### [Dataset entries]
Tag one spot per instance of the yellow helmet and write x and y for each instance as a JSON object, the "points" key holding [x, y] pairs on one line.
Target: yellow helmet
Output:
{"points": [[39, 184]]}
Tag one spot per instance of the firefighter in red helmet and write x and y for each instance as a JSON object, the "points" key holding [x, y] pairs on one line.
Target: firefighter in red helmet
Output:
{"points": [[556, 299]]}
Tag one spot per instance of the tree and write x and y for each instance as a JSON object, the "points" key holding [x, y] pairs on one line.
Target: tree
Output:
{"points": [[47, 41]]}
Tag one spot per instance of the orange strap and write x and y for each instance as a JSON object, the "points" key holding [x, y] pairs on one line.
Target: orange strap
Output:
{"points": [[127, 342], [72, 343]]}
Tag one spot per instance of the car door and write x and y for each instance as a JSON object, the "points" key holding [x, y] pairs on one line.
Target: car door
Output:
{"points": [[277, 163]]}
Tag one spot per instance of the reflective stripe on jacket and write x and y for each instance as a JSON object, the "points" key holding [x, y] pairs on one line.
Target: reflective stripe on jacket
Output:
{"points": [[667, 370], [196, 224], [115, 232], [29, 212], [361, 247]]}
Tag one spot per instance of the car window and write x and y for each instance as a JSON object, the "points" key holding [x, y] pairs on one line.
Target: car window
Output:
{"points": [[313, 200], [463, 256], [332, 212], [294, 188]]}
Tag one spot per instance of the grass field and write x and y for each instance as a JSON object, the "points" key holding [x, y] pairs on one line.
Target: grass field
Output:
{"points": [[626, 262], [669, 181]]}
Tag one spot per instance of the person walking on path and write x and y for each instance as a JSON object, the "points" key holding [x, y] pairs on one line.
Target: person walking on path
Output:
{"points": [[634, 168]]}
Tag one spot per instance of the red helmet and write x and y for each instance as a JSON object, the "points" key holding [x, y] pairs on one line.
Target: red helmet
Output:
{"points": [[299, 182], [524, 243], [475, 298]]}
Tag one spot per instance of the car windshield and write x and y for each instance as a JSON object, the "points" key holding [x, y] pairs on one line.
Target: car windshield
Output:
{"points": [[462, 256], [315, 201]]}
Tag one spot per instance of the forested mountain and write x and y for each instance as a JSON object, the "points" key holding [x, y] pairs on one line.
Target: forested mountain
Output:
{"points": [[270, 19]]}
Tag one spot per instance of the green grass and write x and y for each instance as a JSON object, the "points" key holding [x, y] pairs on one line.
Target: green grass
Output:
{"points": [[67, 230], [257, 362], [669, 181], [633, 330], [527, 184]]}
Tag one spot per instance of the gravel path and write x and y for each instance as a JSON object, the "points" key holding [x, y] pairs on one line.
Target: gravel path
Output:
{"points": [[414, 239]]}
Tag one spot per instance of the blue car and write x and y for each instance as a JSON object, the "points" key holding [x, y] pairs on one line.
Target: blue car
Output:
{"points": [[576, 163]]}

### [Task prompt]
Reproduce only those lines of the entries above that run from the line with "Tag one spot per instance of the forested" to the final line.

### [Task result]
Tag one spot per instance of the forested mountain and write x and y for each instance as a JSON object, the "points" key holding [x, y] pairs on one line.
Target: forested mountain
Output:
{"points": [[270, 19]]}
Tag one spot per instance of the green grass and write x and y for each instance as a JSON object, the "points" key holding [x, y] pairs on one line.
Target: green grass
Output:
{"points": [[67, 230], [257, 362], [669, 181], [633, 330], [527, 184]]}
Tag one spot per instance of the gravel path and write x and y for each instance as a JSON object, the "points" key holding [x, y] pairs on one line.
Target: gravel path
Output:
{"points": [[414, 239]]}
Tag one spot per instance of the blue car and write x and y for each instance as a JSON object, the "points" key holding [x, y] pairs on one line.
Target: blue car
Output:
{"points": [[576, 163]]}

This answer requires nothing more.